Point annotation records:
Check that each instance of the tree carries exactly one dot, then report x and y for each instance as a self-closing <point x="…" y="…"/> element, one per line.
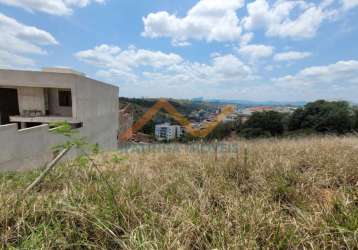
<point x="267" y="123"/>
<point x="323" y="116"/>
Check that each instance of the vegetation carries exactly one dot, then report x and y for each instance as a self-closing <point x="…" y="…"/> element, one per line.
<point x="264" y="124"/>
<point x="316" y="117"/>
<point x="270" y="194"/>
<point x="323" y="116"/>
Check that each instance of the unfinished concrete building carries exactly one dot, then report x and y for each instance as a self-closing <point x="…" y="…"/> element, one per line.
<point x="30" y="101"/>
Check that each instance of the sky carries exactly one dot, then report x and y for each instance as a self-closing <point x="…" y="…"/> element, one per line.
<point x="260" y="50"/>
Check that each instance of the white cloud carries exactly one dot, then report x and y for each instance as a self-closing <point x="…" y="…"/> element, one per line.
<point x="126" y="60"/>
<point x="54" y="7"/>
<point x="8" y="60"/>
<point x="295" y="19"/>
<point x="17" y="39"/>
<point x="341" y="73"/>
<point x="209" y="20"/>
<point x="155" y="71"/>
<point x="256" y="51"/>
<point x="291" y="56"/>
<point x="349" y="4"/>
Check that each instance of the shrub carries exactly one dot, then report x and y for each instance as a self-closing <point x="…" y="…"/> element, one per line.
<point x="265" y="123"/>
<point x="324" y="116"/>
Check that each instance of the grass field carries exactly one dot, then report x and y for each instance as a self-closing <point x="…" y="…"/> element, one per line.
<point x="273" y="194"/>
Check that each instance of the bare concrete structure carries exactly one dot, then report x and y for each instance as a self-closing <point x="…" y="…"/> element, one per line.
<point x="30" y="100"/>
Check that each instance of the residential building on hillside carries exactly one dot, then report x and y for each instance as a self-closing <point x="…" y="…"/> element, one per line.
<point x="31" y="100"/>
<point x="167" y="132"/>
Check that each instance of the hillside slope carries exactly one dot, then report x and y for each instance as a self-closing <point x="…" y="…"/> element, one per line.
<point x="271" y="194"/>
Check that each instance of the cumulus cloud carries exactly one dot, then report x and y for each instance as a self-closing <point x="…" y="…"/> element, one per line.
<point x="287" y="19"/>
<point x="349" y="4"/>
<point x="53" y="7"/>
<point x="209" y="20"/>
<point x="17" y="40"/>
<point x="155" y="70"/>
<point x="291" y="56"/>
<point x="341" y="73"/>
<point x="114" y="57"/>
<point x="256" y="51"/>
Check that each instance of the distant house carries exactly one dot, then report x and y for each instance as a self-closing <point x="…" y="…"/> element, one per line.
<point x="31" y="100"/>
<point x="167" y="132"/>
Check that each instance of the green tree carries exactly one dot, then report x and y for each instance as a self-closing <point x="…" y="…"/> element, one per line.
<point x="323" y="116"/>
<point x="267" y="123"/>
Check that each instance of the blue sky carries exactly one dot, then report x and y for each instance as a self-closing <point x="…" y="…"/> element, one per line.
<point x="235" y="49"/>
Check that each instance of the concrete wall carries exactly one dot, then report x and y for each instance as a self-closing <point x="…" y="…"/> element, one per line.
<point x="54" y="107"/>
<point x="31" y="98"/>
<point x="97" y="107"/>
<point x="27" y="148"/>
<point x="95" y="104"/>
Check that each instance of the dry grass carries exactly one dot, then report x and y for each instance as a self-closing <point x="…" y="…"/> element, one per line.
<point x="276" y="194"/>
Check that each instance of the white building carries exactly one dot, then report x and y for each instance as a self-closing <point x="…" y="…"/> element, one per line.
<point x="31" y="100"/>
<point x="167" y="132"/>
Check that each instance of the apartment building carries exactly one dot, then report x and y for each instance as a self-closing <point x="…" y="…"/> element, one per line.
<point x="167" y="132"/>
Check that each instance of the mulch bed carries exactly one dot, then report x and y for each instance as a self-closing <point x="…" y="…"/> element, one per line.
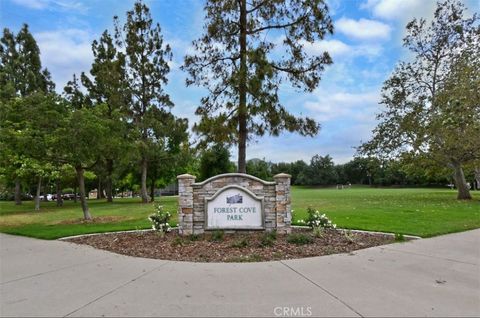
<point x="237" y="247"/>
<point x="98" y="219"/>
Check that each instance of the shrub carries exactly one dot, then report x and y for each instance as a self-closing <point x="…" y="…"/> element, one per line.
<point x="266" y="241"/>
<point x="178" y="241"/>
<point x="217" y="236"/>
<point x="299" y="239"/>
<point x="241" y="243"/>
<point x="193" y="237"/>
<point x="317" y="222"/>
<point x="160" y="220"/>
<point x="349" y="236"/>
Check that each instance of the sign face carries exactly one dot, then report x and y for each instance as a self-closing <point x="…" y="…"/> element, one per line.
<point x="234" y="207"/>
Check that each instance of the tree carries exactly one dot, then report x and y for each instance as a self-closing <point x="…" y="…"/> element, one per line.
<point x="320" y="172"/>
<point x="420" y="117"/>
<point x="146" y="66"/>
<point x="165" y="149"/>
<point x="238" y="60"/>
<point x="79" y="140"/>
<point x="21" y="75"/>
<point x="108" y="86"/>
<point x="215" y="160"/>
<point x="259" y="168"/>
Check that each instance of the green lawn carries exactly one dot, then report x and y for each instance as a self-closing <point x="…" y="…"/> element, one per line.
<point x="416" y="211"/>
<point x="52" y="222"/>
<point x="422" y="212"/>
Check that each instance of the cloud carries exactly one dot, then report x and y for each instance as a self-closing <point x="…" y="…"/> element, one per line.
<point x="65" y="52"/>
<point x="403" y="10"/>
<point x="340" y="50"/>
<point x="330" y="105"/>
<point x="32" y="4"/>
<point x="364" y="29"/>
<point x="54" y="5"/>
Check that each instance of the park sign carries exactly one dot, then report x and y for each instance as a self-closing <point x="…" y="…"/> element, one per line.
<point x="234" y="202"/>
<point x="234" y="207"/>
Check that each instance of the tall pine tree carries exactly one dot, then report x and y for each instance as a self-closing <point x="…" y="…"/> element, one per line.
<point x="248" y="50"/>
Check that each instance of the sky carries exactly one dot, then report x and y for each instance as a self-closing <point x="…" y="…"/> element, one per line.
<point x="365" y="47"/>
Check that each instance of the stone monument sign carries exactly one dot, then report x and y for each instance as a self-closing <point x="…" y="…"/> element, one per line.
<point x="233" y="201"/>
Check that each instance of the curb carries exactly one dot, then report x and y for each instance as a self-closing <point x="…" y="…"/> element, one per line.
<point x="412" y="237"/>
<point x="101" y="233"/>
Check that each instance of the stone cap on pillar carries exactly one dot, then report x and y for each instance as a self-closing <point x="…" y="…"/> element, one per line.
<point x="282" y="176"/>
<point x="186" y="176"/>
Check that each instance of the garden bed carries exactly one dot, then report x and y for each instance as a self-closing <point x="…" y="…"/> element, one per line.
<point x="237" y="247"/>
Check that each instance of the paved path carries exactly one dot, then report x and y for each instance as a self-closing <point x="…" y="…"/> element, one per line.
<point x="430" y="277"/>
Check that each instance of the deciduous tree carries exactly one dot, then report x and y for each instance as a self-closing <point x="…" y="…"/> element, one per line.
<point x="431" y="102"/>
<point x="146" y="65"/>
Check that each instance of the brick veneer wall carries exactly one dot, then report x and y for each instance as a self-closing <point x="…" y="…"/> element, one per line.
<point x="191" y="200"/>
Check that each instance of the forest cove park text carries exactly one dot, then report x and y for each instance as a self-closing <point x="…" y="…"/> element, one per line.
<point x="230" y="211"/>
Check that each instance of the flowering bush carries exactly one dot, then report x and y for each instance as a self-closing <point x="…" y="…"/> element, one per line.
<point x="317" y="222"/>
<point x="160" y="220"/>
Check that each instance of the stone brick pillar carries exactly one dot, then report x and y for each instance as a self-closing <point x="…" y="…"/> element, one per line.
<point x="283" y="203"/>
<point x="185" y="204"/>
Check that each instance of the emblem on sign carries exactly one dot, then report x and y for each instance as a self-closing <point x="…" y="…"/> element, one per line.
<point x="235" y="199"/>
<point x="234" y="207"/>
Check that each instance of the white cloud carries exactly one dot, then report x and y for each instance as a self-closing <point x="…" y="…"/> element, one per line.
<point x="32" y="4"/>
<point x="333" y="105"/>
<point x="59" y="5"/>
<point x="364" y="29"/>
<point x="333" y="47"/>
<point x="65" y="52"/>
<point x="340" y="50"/>
<point x="403" y="10"/>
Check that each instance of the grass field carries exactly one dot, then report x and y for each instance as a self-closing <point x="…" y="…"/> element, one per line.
<point x="52" y="222"/>
<point x="422" y="212"/>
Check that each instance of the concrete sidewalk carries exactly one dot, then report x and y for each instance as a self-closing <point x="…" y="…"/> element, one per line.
<point x="429" y="277"/>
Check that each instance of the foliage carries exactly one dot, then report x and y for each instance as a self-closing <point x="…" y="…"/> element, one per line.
<point x="146" y="67"/>
<point x="317" y="222"/>
<point x="268" y="239"/>
<point x="425" y="112"/>
<point x="299" y="239"/>
<point x="349" y="236"/>
<point x="217" y="236"/>
<point x="235" y="60"/>
<point x="215" y="160"/>
<point x="259" y="168"/>
<point x="160" y="220"/>
<point x="240" y="243"/>
<point x="399" y="237"/>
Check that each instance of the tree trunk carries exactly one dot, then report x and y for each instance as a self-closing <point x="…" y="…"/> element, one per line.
<point x="45" y="192"/>
<point x="477" y="177"/>
<point x="108" y="182"/>
<point x="59" y="193"/>
<point x="460" y="182"/>
<point x="144" y="181"/>
<point x="18" y="191"/>
<point x="37" y="195"/>
<point x="242" y="90"/>
<point x="152" y="190"/>
<point x="99" y="189"/>
<point x="81" y="188"/>
<point x="75" y="194"/>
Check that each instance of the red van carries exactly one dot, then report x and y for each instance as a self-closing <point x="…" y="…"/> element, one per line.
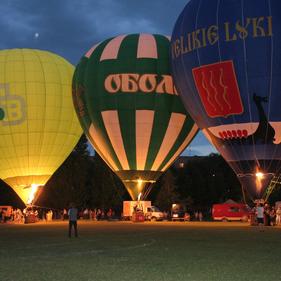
<point x="231" y="212"/>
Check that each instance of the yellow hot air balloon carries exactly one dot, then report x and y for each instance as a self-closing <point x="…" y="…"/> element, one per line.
<point x="38" y="124"/>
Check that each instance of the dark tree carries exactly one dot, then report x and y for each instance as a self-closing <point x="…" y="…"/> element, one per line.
<point x="167" y="194"/>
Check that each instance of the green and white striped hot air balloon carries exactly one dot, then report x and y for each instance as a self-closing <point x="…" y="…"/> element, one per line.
<point x="129" y="109"/>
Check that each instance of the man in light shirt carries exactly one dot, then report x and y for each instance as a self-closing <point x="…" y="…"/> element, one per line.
<point x="260" y="215"/>
<point x="72" y="214"/>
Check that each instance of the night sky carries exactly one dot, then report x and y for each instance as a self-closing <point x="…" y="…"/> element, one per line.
<point x="70" y="27"/>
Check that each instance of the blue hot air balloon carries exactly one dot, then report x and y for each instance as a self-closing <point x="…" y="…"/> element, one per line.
<point x="226" y="63"/>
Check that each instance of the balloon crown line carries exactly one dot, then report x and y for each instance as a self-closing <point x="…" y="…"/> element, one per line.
<point x="253" y="175"/>
<point x="140" y="181"/>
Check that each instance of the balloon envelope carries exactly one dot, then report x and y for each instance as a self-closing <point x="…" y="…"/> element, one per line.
<point x="226" y="64"/>
<point x="38" y="124"/>
<point x="129" y="109"/>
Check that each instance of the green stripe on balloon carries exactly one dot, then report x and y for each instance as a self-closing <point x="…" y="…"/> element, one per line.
<point x="188" y="124"/>
<point x="160" y="125"/>
<point x="94" y="82"/>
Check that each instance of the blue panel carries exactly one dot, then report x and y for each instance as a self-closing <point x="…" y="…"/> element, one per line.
<point x="226" y="63"/>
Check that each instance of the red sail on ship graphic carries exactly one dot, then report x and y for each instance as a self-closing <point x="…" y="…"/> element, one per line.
<point x="218" y="89"/>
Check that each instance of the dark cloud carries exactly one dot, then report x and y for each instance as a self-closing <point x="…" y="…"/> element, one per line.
<point x="69" y="28"/>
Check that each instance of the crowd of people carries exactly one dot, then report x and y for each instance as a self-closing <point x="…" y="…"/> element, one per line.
<point x="264" y="214"/>
<point x="33" y="214"/>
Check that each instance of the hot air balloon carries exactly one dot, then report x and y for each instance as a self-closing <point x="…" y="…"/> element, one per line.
<point x="126" y="102"/>
<point x="226" y="64"/>
<point x="38" y="124"/>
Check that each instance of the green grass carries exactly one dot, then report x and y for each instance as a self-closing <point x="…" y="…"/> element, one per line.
<point x="110" y="251"/>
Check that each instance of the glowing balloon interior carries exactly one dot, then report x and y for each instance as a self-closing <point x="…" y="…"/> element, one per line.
<point x="227" y="66"/>
<point x="38" y="125"/>
<point x="129" y="109"/>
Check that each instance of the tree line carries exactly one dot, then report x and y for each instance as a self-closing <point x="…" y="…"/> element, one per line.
<point x="84" y="179"/>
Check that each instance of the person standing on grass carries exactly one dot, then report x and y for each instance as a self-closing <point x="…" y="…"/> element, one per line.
<point x="72" y="214"/>
<point x="260" y="215"/>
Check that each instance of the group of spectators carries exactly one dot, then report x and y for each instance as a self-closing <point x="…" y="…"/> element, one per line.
<point x="267" y="215"/>
<point x="8" y="214"/>
<point x="94" y="214"/>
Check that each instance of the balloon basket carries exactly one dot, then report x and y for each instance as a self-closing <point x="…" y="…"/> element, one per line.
<point x="138" y="217"/>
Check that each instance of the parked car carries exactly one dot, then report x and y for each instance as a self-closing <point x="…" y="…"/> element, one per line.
<point x="179" y="213"/>
<point x="231" y="212"/>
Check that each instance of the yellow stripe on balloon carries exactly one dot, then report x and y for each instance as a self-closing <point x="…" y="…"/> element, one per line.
<point x="182" y="147"/>
<point x="144" y="124"/>
<point x="112" y="126"/>
<point x="101" y="147"/>
<point x="174" y="128"/>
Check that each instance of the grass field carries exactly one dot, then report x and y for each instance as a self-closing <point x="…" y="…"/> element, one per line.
<point x="110" y="251"/>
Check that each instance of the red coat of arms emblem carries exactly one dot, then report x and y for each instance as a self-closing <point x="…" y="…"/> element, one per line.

> _OBJECTIVE_
Copy each line exactly, from the line containing "Check that each instance of the balloon basket" down to the last line of the material, and no other lines.

> _CORRECT RESPONSE_
Check that each instance of the balloon basket carries exactly one dot, then report x and y for each instance as a self-closing <point x="…" y="…"/> element, one per line.
<point x="138" y="217"/>
Check that each instance of the parked car carries exactly one dot, then report x and y for each instance as a self-closing <point x="…" y="…"/> element, one per line.
<point x="179" y="213"/>
<point x="231" y="212"/>
Check that each instance of the yellow stripe on balloon carries exactly one dot, then report x and y for each instance as a self-closing <point x="…" y="…"/> element, one per line.
<point x="182" y="147"/>
<point x="144" y="124"/>
<point x="112" y="126"/>
<point x="101" y="147"/>
<point x="174" y="128"/>
Check that each instance of the grass field carries exactly one dot, then report x and y for each instance as a self-closing <point x="…" y="…"/> element, one per line.
<point x="110" y="251"/>
Check that each instance of the red coat of arms emblem carries exactly one dot, then report x and y for each instance as a self-closing <point x="…" y="…"/> element, one per line.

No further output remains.